BEGIN

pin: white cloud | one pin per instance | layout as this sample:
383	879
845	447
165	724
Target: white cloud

END
BEGIN

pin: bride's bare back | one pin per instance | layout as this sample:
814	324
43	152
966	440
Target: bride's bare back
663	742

END
BEGIN

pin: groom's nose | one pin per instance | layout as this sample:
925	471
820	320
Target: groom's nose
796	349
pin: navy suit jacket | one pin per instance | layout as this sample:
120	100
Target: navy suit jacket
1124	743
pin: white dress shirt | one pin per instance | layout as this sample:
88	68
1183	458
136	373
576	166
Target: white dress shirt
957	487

END

Exercise goal
Repeat the lines from the one containing "pin: white cloud" up to and including the one containing "Target: white cloud", exactly as they appear.

Full solution
pin: white cloud | one pin per instance | layout as this sample:
383	879
845	447
165	724
Target: white cloud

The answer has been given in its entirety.